*Records for the task*:
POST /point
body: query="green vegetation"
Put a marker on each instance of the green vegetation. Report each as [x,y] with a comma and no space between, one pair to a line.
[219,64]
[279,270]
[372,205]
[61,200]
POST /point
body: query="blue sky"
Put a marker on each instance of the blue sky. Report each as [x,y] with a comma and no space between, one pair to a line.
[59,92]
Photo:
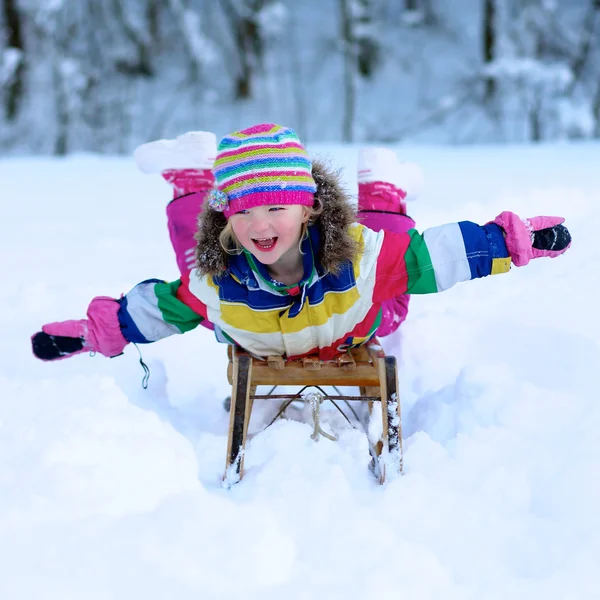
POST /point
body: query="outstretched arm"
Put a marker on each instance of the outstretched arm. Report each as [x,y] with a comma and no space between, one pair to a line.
[152,310]
[440,257]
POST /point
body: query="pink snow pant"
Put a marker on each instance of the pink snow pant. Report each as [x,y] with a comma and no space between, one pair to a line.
[191,186]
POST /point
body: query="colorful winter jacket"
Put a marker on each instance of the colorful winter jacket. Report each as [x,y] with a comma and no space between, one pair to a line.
[324,313]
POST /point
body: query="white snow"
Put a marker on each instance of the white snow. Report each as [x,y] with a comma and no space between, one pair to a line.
[108,491]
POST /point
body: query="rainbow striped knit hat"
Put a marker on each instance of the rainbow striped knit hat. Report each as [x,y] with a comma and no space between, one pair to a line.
[265,164]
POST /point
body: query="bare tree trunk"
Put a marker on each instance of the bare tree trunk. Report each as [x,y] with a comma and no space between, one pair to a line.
[349,71]
[143,65]
[367,46]
[489,45]
[587,38]
[248,42]
[14,40]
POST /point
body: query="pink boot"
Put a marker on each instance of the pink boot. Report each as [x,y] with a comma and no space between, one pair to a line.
[186,163]
[384,184]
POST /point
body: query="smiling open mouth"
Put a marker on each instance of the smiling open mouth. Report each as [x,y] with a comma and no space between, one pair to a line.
[265,244]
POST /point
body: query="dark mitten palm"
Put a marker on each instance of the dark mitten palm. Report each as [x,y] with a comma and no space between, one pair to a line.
[553,239]
[53,347]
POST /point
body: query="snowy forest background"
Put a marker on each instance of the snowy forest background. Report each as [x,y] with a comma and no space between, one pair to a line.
[106,75]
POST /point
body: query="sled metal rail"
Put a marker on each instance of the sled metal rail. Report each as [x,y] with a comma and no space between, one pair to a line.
[366,367]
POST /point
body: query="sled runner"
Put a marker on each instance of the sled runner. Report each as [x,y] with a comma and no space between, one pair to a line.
[366,367]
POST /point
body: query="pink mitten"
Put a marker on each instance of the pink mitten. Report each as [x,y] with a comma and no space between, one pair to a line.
[532,238]
[100,332]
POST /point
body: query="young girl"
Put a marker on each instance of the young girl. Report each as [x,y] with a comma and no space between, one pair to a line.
[281,267]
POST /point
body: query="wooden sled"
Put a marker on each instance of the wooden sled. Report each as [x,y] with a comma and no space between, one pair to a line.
[367,368]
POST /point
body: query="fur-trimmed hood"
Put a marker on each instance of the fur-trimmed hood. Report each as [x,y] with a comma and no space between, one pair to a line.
[337,215]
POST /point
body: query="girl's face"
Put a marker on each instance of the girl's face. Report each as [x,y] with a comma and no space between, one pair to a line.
[269,232]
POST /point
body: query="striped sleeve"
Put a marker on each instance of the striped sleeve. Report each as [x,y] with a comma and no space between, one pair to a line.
[153,310]
[437,259]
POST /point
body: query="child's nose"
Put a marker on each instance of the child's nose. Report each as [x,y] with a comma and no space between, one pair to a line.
[260,224]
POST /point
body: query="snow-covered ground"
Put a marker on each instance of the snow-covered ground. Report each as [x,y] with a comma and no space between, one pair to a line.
[108,491]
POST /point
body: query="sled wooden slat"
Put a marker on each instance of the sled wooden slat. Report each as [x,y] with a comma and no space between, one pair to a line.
[366,367]
[295,373]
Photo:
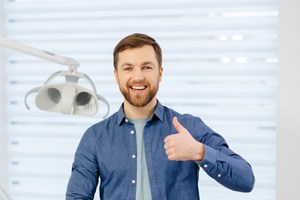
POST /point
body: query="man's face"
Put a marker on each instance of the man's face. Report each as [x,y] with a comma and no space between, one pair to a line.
[138,75]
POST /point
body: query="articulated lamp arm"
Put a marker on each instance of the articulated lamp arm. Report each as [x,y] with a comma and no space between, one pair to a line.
[73,64]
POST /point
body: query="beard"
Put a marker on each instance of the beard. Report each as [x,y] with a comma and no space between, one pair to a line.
[139,100]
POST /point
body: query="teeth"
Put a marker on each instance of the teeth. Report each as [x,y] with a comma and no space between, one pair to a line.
[138,87]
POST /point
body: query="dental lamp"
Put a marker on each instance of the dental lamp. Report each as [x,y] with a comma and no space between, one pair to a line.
[67,97]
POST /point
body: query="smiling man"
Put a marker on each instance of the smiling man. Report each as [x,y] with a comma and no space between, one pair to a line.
[147,151]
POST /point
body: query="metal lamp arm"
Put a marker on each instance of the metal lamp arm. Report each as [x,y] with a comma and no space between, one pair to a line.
[72,63]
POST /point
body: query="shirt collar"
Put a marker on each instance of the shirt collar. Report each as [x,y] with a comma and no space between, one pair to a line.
[159,112]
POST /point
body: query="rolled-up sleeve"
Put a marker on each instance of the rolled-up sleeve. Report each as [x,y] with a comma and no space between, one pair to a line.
[227,168]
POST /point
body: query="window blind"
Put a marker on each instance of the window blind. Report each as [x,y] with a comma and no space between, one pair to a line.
[219,60]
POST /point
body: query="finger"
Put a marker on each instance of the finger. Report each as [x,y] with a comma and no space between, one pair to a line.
[169,151]
[178,126]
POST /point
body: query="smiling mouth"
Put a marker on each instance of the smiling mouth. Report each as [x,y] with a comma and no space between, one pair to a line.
[138,87]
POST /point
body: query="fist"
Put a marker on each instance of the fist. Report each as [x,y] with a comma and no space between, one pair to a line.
[182,146]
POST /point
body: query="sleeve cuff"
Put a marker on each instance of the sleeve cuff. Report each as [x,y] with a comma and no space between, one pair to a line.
[210,158]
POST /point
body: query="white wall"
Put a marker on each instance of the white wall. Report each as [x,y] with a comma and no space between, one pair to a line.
[288,140]
[3,177]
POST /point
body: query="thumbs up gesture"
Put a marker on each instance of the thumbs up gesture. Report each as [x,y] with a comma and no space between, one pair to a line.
[182,146]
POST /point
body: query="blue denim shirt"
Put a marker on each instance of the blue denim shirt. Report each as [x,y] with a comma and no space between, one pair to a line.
[107,151]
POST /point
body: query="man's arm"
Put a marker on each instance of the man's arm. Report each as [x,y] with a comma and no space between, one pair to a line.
[85,174]
[213,155]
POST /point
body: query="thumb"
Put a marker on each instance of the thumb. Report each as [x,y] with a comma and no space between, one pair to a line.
[178,126]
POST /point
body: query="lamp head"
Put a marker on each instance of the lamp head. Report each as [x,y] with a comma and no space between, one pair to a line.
[68,97]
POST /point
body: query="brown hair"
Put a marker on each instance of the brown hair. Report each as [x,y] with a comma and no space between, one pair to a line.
[137,40]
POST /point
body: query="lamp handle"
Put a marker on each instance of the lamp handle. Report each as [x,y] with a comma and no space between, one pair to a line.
[72,63]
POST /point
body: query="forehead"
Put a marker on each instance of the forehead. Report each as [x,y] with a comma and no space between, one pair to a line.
[145,53]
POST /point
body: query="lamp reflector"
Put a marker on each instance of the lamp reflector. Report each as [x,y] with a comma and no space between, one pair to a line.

*Requirements*: Copy out each line word for word, please, skipping the images.

*In response*:
POST /point
body: query="green vegetation"
Put a marker on each instance of the green vegetation. Report each as [x,y] with a comma and no space between, one pair to a line.
[219,64]
[279,270]
[372,205]
[61,200]
POST /point
body: query="blue sky"
Put a marker on each instance of the blue sky. Report each as [x,y] with a comma and no space between, one pair to a line.
[59,92]
Photo:
POST /point
body: query="outstretched arm"
Put a marker on each instance of the outstretched arm. Report each as [x,y] with a comma and no space between, one pair to a line.
[152,310]
[440,257]
POST /point
body: query="pink snow pant"
Put a marker on each instance of the pink snow pant. Report each as [x,y] with a comma and no space between, one pair to a line.
[191,186]
POST /point
body: query="colorful winter jacket"
Put a marker on each instance of the colorful winter jacket. Report each as [x,y] with a comma and no space between, one pair to a line.
[324,313]
POST /point
body: query="white snow"
Put a marker on each instance of the white snow. Report each as [x,y] with a comma and no space between, one pair to a line.
[108,491]
POST /point
body: query="rainbow striped knit hat"
Put a marker on each instance of the rainbow striped knit hat. Report each as [x,y] with a comma and no space between, one pair to a line.
[265,164]
POST /point
body: query="bare tree trunk"
Put a marker on each instance of the bare tree trunk. Report each as [x,y] with a comma and no space between, one pair to a line.
[349,71]
[143,65]
[367,46]
[489,45]
[587,38]
[248,42]
[14,40]
POST /point
body: query="pink boot"
Put a marker on each instance of the pink boot. Report each as [x,y] with a comma and no space between, one pair to a line.
[186,163]
[384,184]
POST /point
body: query="smiling open mouth"
Put a marker on each instance of the smiling open mouth. Report each as [x,y] with a comma and no space between, one pair to a line.
[265,244]
POST /point
body: query="dark mitten palm"
Put a marker on each instance of the dark mitten palm. Report each as [x,y] with a comma and no space between, one pair to a line.
[553,239]
[53,347]
POST /point
body: query="snowy forest background"
Put a marker on each instance of the snowy forest background. Report each as [x,y] with a comma and no space between, one pair to a line.
[106,75]
POST /point
body: query="sled metal rail"
Put a marker on each instance of the sled metal rail. Report each as [x,y] with a comma and no space between, one pair to a line.
[366,367]
POST /point
body: query="sled runner"
Put a marker on each instance of the sled runner. Report each as [x,y] with a comma and no space between, one pair to a line.
[366,367]
POST /point
body: query="pink mitten"
Put a marker on each instance of the pink mitten. Report each as [x,y] with a comma and no space between, one pair to a line.
[532,238]
[100,332]
POST /point
body: query="young girl"
Put a marker on each instance of the young girl. Report each as [x,y] with a comma and no space between, one pair to a line.
[281,267]
POST /point
body: query="wooden sled"
Put a marker on each instance of the wooden sled. Report each as [x,y] with a comma and no space between, one pair to a line.
[367,368]
POST /point
body: query="fur-trimmed hood"
Put a marker on each instance of the fur-trimmed hood. Report each as [x,y] with a comma and no space between, one pair to a line.
[337,215]
POST /point
body: query="girl's face"
Put a marker on each instance of the girl's face. Report each as [x,y] with a comma and no space between, one pair to a line.
[269,232]
POST /point
body: query="striped sleeve"
Put a marker on each instance of the striped sleeve. Report each as [x,y] with a comma and no space between, one pair to a line.
[153,310]
[437,259]
POST /point
body: query="child's nose"
Put a marker on each instance of the child's nose. Report each as [x,y] with a comma and no space between, one pair to a line.
[260,224]
POST /point
body: query="snow-covered ground"
Put a marker on each instance of the snow-covered ground. Report each as [x,y] with a comma and no space between, one pair to a line.
[108,491]
POST /point
body: query="sled wooden slat"
Put a marker on each instance of the sled wooden slat. Report each as [x,y] with a comma and no space between, one pair to a line.
[366,367]
[295,373]
Photo:
POST /point
body: query="man's face"
Put a marker on each instance of the man's face. Report each as [x,y] with a comma and no space between, one pair to a line.
[138,75]
POST /point
body: query="articulated lamp arm"
Put a marker on each instance of the articulated lamp arm. Report each as [x,y] with a comma and no space between, one pair to a line.
[73,64]
POST /point
body: query="beard"
Put a marker on each instance of the beard. Report each as [x,y] with a comma and no space between, one pair to a line.
[139,100]
POST /point
body: query="teeth"
Put a marker on each instance of the teeth. Report each as [x,y] with a comma and no space between, one pair to a line.
[138,87]
POST /point
body: query="dental lamp"
Put a marker on each instance of the dental lamp. Report each as [x,y] with a comma and no space between, one pair to a line.
[67,97]
POST /point
body: query="smiling man"
Put a marker on each instance of the smiling man. Report each as [x,y] with a comma and no space between, one pair to a line.
[147,151]
POST /point
body: query="metal lamp arm"
Put a marker on each instance of the metal lamp arm. Report each as [x,y] with a comma and no space between, one pair to a line.
[72,63]
POST /point
body: query="shirt collar"
Put a marker on each instance of the shirt collar. Report each as [x,y] with a comma and no space between, one pair to a line.
[159,112]
POST /point
body: query="rolled-up sleeve"
Put a marker on each instance of the rolled-up sleeve. Report each as [x,y] with a comma and no space between, one pair to a line.
[227,168]
POST /point
body: query="window blind"
Put a marker on each instance of the window blind. Report each as [x,y] with a comma and no space between, one pair to a line.
[219,60]
POST /point
body: query="finger"
Put a marker on each instance of the finger. Report each as [x,y] with a comma and no space between, one pair to a line.
[169,151]
[178,126]
POST /point
body: query="smiling mouth"
Put a marker on each instance of the smiling mouth. Report each as [x,y] with a comma and no space between, one pair to a line.
[138,87]
POST /point
body: query="fist"
Put a marker on each instance of the fist. Report each as [x,y] with a comma and no space between, one pair to a line.
[182,146]
POST /point
body: query="sleeve cuff"
Put a marker on each instance of the sleeve cuff. Report each as [x,y] with a comma and no space between, one pair to a line.
[210,158]
POST /point
body: query="white wall"
Put a marker on each instance of the white wall. Report each as [x,y] with a comma and no space between, one pair to a line.
[288,140]
[3,177]
POST /point
body: query="thumbs up gesture"
Put a marker on each instance of the thumbs up gesture. Report each as [x,y] with a comma and no space between, one pair to a line.
[182,146]
POST /point
body: query="blue denim shirt"
Put a marker on each instance of the blue denim shirt. Report each as [x,y] with a comma and no space between, one pair to a line.
[107,151]
POST /point
body: query="man's arm"
Put a marker on each instance of the man's arm. Report each as [x,y] with a comma and no space between, one pair to a line.
[85,174]
[213,155]
POST /point
body: query="thumb"
Put a marker on each instance of the thumb. Report each as [x,y] with a comma and no space between, one pair to a line.
[178,126]
POST /point
body: query="lamp head"
Put a marker on each instance of the lamp head. Report each as [x,y] with a comma and no space between, one pair to a line.
[68,97]
POST /point
body: query="brown hair"
Put a marker on each instance of the brown hair. Report each as [x,y] with a comma and no space between, one pair to a line.
[137,40]
POST /point
body: query="lamp handle"
Put a marker on each instance of the lamp handle. Report each as [x,y] with a comma and no space between, one pair to a line.
[72,63]
POST /point
body: query="forehead"
Put a marker on each instance of the forehead. Report each as [x,y] with a comma and no space between, one pair to a line.
[145,53]
POST /point
body: query="lamp reflector"
Put a marker on each instance of the lamp reflector. Report each as [x,y] with a comma and no space between, one pair to a line.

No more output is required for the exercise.